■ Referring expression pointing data
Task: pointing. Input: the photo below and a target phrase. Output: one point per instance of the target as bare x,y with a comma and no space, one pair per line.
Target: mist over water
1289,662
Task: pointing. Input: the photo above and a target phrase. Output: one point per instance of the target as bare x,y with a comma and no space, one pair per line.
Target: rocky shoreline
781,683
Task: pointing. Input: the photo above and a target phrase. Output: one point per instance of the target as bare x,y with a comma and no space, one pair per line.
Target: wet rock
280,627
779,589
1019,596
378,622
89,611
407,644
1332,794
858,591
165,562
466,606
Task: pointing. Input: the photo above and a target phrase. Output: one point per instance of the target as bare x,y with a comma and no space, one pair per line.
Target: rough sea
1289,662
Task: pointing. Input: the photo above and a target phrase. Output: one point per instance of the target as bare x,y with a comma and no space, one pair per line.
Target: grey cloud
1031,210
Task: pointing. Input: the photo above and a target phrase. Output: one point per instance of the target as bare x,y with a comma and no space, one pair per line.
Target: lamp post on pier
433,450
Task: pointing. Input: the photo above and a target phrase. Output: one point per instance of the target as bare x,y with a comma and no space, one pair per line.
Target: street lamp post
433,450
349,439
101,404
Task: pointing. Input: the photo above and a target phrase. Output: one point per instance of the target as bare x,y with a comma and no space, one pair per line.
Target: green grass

■ Exercise details
When you reply, retype each line exactly as it appears above.

■ Response
Task: pointing. Input: the photo below and a target phrase. Output: one point per instance of the target as bare x,y with a comma and no space, one pair per line.
Target: mist over water
1289,662
Task: pointing. Input: the photo above and a target phrase. Output: one point per instance of the target as bare x,y with a comma and no space, one pair per line.
Target: rocky shoreline
781,683
Task: pointing. Input: the photo above and a target phrase. Output: one point per instance of the target as bare x,y with a comma and no space, one pair per line.
Target: wet rock
280,627
779,589
1019,596
378,622
89,611
407,644
1332,794
858,591
165,562
466,606
Task: pointing. Input: the photo above and a target phrase. Output: one point per instance of the target as bare x,y with a comma and no space, one pair per line.
Target: rough sea
1289,662
Task: pointing. Input: the photo above and a target phrase. Output: one point per instance of the target as bare x,y with a comma and no space, one pair per line.
Target: grey cloud
1031,210
Task: pointing. Input: the photo above and a target phrase. Output: one point per instance of the target as bare x,y with a comma and no space, one pair per line.
Target: lamp post on pier
433,450
Task: pointing. Input: the photo above and a target phrase. Output: one point per instance of the target as bare x,y with a comma and no space, one pair per line.
Target: street lamp post
433,450
349,439
101,404
Task: pointing. Input: the photo above and a target phrase. Output: one point per instance of the target as bare x,y with a comma and no space, one pair per line.
Target: green grass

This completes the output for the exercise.